** Start INPUT DATA **
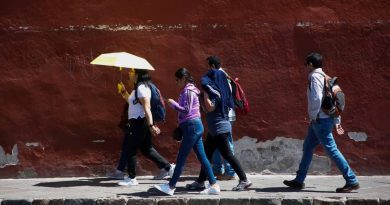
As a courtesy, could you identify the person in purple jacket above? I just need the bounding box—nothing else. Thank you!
[154,68,221,195]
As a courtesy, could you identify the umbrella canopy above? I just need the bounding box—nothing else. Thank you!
[91,52,154,70]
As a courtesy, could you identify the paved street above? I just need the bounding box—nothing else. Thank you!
[0,175,390,205]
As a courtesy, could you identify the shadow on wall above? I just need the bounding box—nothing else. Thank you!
[0,144,19,168]
[234,136,331,174]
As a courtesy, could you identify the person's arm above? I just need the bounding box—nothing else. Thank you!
[168,90,194,114]
[203,92,215,112]
[118,82,130,102]
[308,75,324,121]
[334,116,344,135]
[139,97,160,136]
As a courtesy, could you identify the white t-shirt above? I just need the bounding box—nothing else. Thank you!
[128,83,152,119]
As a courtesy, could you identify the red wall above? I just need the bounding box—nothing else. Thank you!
[0,0,390,177]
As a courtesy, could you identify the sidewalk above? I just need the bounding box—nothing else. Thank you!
[0,175,390,205]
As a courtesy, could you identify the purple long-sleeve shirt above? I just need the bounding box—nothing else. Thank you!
[170,83,200,124]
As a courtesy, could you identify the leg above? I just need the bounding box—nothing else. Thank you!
[215,133,247,181]
[116,130,129,172]
[211,150,225,175]
[140,124,171,171]
[295,124,319,183]
[223,121,236,176]
[196,134,217,182]
[169,120,203,188]
[127,123,143,179]
[315,118,358,185]
[193,121,217,185]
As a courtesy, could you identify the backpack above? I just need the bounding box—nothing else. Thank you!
[319,73,345,117]
[228,77,249,115]
[133,82,166,122]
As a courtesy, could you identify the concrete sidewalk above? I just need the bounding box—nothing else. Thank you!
[0,175,390,205]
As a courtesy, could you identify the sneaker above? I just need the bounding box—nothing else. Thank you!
[168,164,176,178]
[154,184,175,196]
[336,183,360,193]
[232,179,252,191]
[283,180,305,189]
[118,178,138,186]
[186,181,206,190]
[107,170,125,180]
[199,184,221,195]
[153,164,175,180]
[216,174,236,181]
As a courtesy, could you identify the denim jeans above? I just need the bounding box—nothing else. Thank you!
[196,133,247,182]
[116,131,129,172]
[212,121,236,176]
[295,118,358,184]
[169,118,216,187]
[121,118,171,179]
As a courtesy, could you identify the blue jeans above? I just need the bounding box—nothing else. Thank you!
[169,118,216,187]
[295,118,358,185]
[211,121,236,176]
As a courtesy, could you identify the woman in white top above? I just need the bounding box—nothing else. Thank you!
[118,69,174,186]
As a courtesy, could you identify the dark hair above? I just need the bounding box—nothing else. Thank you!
[175,68,194,83]
[206,56,221,69]
[306,52,322,68]
[135,69,152,85]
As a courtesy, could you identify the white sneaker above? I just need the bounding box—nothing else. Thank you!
[106,170,125,180]
[118,178,138,186]
[154,184,175,196]
[199,184,221,195]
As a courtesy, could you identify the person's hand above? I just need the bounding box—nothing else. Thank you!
[335,124,344,135]
[149,125,161,136]
[167,98,175,105]
[117,82,126,94]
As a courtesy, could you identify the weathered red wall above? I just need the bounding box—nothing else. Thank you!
[0,0,390,177]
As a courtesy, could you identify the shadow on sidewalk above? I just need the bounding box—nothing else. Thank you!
[117,187,193,198]
[34,178,119,188]
[254,187,335,193]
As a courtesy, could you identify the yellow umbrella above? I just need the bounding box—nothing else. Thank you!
[91,52,154,70]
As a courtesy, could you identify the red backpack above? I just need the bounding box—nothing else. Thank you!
[228,77,249,115]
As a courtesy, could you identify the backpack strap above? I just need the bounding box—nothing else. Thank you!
[133,83,152,105]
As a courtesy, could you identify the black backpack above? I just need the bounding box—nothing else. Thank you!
[318,72,345,117]
[133,82,166,122]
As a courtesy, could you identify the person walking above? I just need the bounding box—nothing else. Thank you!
[154,68,221,195]
[211,65,236,181]
[118,69,175,186]
[283,53,360,192]
[186,56,252,191]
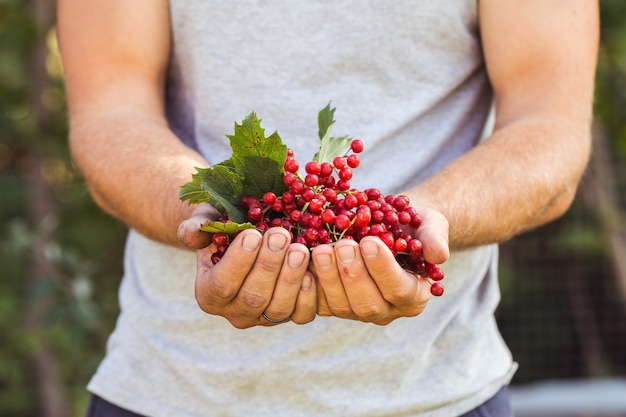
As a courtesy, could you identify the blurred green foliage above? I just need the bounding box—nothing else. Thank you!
[0,0,626,417]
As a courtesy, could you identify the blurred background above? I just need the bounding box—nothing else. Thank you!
[0,0,626,417]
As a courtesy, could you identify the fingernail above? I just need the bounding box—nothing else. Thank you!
[337,246,356,265]
[241,233,261,253]
[301,274,313,291]
[267,233,287,252]
[315,253,331,271]
[287,251,304,269]
[361,240,378,258]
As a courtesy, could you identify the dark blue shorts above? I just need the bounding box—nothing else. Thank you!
[86,387,513,417]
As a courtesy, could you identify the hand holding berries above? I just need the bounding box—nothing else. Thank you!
[214,139,443,296]
[179,106,448,328]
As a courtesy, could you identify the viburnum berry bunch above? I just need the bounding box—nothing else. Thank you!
[180,105,444,296]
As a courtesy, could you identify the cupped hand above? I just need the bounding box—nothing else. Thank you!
[179,206,317,329]
[311,208,449,325]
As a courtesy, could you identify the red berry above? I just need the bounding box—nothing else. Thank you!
[335,180,350,191]
[211,232,228,246]
[335,214,350,230]
[430,282,443,297]
[320,209,337,224]
[304,161,322,175]
[333,156,346,169]
[426,262,444,281]
[337,168,352,181]
[283,172,298,187]
[319,162,333,177]
[346,154,361,168]
[304,174,320,187]
[392,237,407,252]
[263,191,276,206]
[248,206,263,222]
[291,180,304,194]
[355,206,372,227]
[285,158,300,173]
[379,232,394,249]
[407,239,422,256]
[350,139,363,153]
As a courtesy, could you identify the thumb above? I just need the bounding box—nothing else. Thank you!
[178,204,219,249]
[415,207,450,264]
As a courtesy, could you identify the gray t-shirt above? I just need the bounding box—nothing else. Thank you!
[89,0,515,417]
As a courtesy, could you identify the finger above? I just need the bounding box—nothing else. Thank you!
[178,204,219,249]
[196,230,262,315]
[234,227,291,319]
[316,282,333,317]
[291,271,317,324]
[311,245,353,318]
[264,243,315,321]
[178,216,212,249]
[359,236,430,316]
[335,240,389,323]
[415,209,450,264]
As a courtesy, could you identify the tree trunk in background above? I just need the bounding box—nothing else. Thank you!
[23,0,71,417]
[582,126,626,305]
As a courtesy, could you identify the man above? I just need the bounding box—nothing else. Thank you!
[59,0,598,417]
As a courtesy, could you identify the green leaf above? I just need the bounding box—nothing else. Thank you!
[200,220,255,235]
[317,103,336,140]
[198,161,246,222]
[178,168,210,204]
[313,103,352,162]
[227,112,287,198]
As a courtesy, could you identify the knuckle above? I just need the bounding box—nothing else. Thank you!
[355,304,384,323]
[331,306,354,318]
[265,307,292,321]
[254,258,281,275]
[385,286,415,305]
[238,289,268,310]
[203,280,237,304]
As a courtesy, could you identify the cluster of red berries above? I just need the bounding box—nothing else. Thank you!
[212,139,444,296]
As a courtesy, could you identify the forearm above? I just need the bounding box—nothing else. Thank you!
[409,117,590,249]
[70,112,208,245]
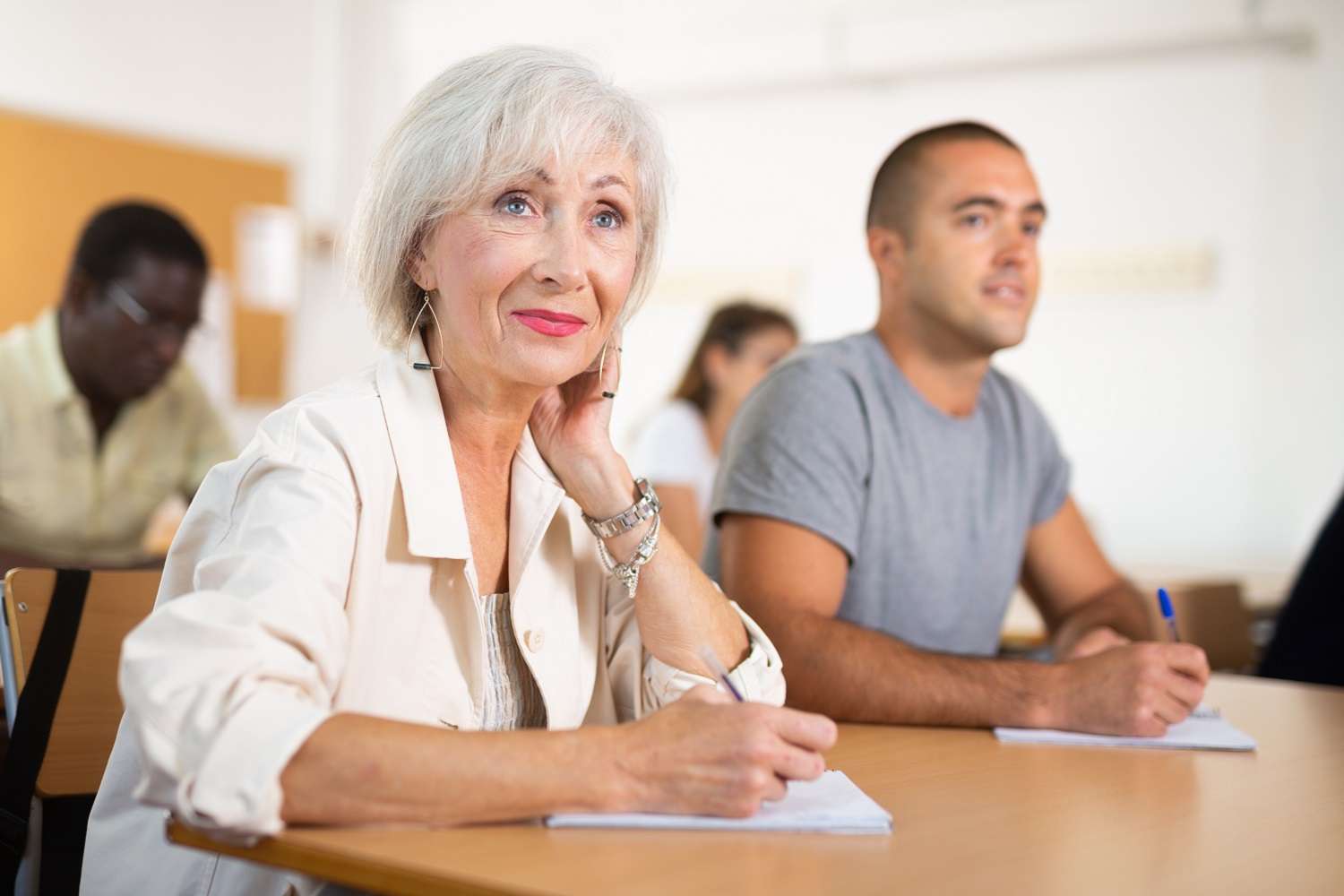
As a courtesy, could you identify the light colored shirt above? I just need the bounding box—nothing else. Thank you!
[476,591,546,731]
[0,310,234,565]
[83,344,784,895]
[704,332,1069,656]
[633,399,719,522]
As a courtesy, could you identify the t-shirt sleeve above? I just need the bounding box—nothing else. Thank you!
[711,358,873,563]
[634,401,707,487]
[1021,392,1072,525]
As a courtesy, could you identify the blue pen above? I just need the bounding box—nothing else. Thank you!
[1158,589,1180,643]
[701,648,746,702]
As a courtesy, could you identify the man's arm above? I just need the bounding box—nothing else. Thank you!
[720,513,1209,737]
[1021,497,1153,659]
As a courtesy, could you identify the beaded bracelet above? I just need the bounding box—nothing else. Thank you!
[597,514,663,600]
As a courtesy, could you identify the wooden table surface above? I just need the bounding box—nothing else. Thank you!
[169,676,1344,896]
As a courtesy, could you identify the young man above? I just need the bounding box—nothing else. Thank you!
[0,204,234,571]
[706,122,1209,735]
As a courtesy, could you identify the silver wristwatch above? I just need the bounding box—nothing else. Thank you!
[583,478,663,538]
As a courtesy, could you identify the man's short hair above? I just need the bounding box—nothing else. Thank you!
[72,202,210,286]
[868,121,1021,239]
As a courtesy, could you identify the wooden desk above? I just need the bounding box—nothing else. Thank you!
[169,677,1344,896]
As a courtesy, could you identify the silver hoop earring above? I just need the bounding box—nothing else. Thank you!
[597,340,621,398]
[406,290,448,371]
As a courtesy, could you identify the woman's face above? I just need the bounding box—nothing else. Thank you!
[416,153,639,387]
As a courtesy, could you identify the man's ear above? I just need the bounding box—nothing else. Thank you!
[868,227,906,280]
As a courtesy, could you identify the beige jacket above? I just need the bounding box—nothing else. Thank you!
[83,353,784,893]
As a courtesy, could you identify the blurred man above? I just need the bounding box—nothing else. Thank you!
[706,122,1209,735]
[0,202,233,570]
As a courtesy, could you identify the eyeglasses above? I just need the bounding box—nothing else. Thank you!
[108,280,196,341]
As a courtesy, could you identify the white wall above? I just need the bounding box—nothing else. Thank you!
[0,0,319,161]
[389,0,1344,570]
[0,0,1344,582]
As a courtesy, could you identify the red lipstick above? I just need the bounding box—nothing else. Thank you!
[513,307,588,336]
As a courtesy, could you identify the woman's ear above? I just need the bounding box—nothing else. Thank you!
[406,247,438,293]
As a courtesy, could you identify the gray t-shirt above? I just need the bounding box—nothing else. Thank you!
[704,332,1069,656]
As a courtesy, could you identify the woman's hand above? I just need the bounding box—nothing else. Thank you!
[529,336,634,519]
[616,685,836,818]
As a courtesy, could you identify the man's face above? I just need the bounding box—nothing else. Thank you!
[80,254,206,401]
[902,140,1046,356]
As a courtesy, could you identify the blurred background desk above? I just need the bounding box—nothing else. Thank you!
[169,676,1344,896]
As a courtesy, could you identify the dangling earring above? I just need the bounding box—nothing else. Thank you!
[597,340,621,398]
[406,290,448,371]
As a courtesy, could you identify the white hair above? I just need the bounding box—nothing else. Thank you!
[347,47,669,347]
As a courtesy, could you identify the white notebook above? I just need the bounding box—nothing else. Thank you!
[995,707,1255,751]
[546,771,892,834]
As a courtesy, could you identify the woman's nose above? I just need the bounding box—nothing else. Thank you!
[532,221,586,293]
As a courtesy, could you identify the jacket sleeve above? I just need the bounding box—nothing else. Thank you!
[118,421,358,836]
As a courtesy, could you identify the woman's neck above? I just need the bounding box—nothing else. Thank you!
[435,364,542,477]
[704,396,738,457]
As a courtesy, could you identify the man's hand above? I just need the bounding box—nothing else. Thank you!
[1053,642,1209,737]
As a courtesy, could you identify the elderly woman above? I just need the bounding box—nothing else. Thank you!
[83,48,835,895]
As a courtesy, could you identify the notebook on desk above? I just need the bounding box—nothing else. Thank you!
[995,707,1255,753]
[546,771,892,834]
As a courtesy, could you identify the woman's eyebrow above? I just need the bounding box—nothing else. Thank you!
[590,175,631,192]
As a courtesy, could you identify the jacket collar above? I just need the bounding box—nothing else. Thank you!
[376,340,472,560]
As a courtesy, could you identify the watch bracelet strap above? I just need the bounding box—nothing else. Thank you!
[583,478,663,538]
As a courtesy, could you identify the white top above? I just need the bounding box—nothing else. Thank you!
[83,341,784,896]
[634,399,719,522]
[476,591,546,731]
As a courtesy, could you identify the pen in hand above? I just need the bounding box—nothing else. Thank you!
[701,648,746,702]
[1158,589,1180,643]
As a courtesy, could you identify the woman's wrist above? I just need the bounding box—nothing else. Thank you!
[561,452,640,520]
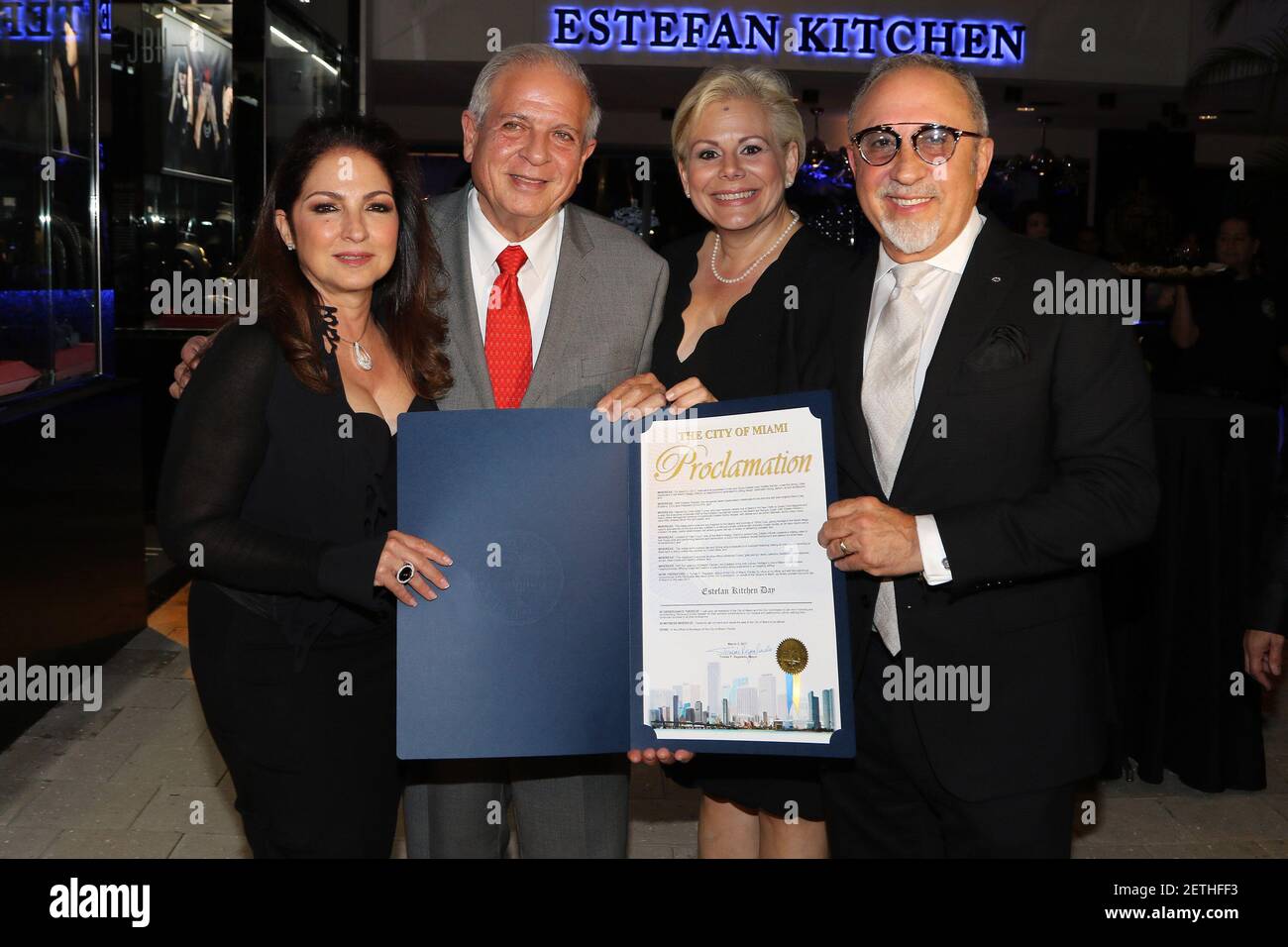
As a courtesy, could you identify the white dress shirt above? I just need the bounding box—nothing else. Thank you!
[865,210,984,585]
[465,187,564,365]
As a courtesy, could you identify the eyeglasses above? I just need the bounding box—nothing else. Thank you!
[850,121,984,167]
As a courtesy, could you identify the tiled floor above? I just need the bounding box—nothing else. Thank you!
[0,592,1288,858]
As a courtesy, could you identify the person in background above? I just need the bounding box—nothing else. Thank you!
[1073,227,1100,257]
[1169,215,1288,408]
[1024,207,1051,240]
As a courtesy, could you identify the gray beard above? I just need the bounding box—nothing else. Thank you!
[881,214,939,254]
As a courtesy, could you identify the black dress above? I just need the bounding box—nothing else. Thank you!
[158,317,437,858]
[653,227,858,821]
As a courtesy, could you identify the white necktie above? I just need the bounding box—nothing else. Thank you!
[862,263,934,655]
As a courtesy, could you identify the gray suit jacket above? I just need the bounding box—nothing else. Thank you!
[429,188,667,410]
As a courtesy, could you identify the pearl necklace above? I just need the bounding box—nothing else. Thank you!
[711,210,802,284]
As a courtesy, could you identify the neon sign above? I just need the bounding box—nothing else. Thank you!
[0,0,112,43]
[550,7,1025,65]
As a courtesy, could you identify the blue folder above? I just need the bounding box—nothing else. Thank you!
[398,391,854,759]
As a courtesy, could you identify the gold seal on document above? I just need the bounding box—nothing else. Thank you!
[778,638,808,674]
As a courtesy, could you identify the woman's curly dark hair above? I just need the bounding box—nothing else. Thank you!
[239,115,452,398]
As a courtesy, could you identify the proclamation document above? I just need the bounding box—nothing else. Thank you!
[638,407,853,751]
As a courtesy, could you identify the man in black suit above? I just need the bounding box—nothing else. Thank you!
[815,55,1158,857]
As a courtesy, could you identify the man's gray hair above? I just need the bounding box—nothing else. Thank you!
[845,53,988,136]
[469,43,600,145]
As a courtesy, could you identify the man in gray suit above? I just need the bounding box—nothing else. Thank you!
[403,44,667,858]
[171,44,667,858]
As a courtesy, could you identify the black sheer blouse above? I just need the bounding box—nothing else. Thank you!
[158,313,438,661]
[653,227,866,401]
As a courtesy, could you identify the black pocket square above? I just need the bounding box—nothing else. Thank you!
[966,325,1029,371]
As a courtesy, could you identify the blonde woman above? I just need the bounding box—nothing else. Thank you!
[600,65,857,858]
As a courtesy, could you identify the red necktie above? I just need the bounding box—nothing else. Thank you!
[483,245,532,407]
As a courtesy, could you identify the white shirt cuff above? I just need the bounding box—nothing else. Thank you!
[915,513,953,585]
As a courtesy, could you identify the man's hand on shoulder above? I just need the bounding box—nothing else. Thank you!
[1243,627,1284,690]
[170,335,210,401]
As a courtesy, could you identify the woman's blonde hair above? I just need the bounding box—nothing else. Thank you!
[671,65,805,163]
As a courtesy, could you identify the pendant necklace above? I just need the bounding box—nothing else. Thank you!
[335,317,371,371]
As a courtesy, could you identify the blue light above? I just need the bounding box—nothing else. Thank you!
[550,5,1026,65]
[0,0,112,43]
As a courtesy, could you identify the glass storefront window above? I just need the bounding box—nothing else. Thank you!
[265,8,344,167]
[0,0,112,398]
[110,3,236,329]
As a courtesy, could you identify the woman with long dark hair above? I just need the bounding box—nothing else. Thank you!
[158,117,451,858]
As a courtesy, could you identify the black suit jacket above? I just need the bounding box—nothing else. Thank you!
[806,220,1158,800]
** End INPUT DATA **
Copy the lines of the records word for word, starting at the line that contains "As a courtesy, could you identify the blue jeans" and ending at the line that contains "[133,83,152,105]", with both of those lines included.

» SOLUTION:
As a courtesy, could you identify the blue jeans above? I just need the bounding box—nothing else. Thank you!
[169,118,216,187]
[295,118,358,185]
[211,121,236,176]
As a courtesy, could you identify the woman in white top above? I just need the bounding box—nothing else. Thank you!
[118,69,174,186]
As a courtesy, could you identify the dark hair above? I just need the bounding box—nothing else. Thank you!
[175,68,194,83]
[206,56,221,69]
[306,52,322,68]
[135,69,152,85]
As a courtesy, could you identify the white sneaker above? I just need the bounding box—nothing else. Thank you!
[106,170,125,180]
[118,178,138,186]
[154,184,175,196]
[199,184,221,195]
As a courtesy, could you identify the person's hand above? I just need the bounding box—nothing else. Thank you!
[335,124,344,135]
[149,125,161,136]
[167,98,175,105]
[117,82,126,94]
As a courtesy, could you identify the weathered red wall above? I just need the bounding box—nothing else. Thank you!
[0,0,390,177]
As a courtesy, could you identify the shadow on sidewalk above? I just need the bounding box—nothing else. Thank you!
[117,187,193,198]
[34,178,119,188]
[254,187,335,193]
As a courtesy, could you identify the yellow umbrella above? I just need the bounding box—nothing else. Thank you!
[91,52,154,70]
As a courtesy, could you identify the red backpack above? I just need the bounding box—nothing else. Thank you!
[228,77,249,115]
As a courtesy, could you identify the backpack strap above? I just need the bounding box—nothing else. Thank you!
[133,83,152,105]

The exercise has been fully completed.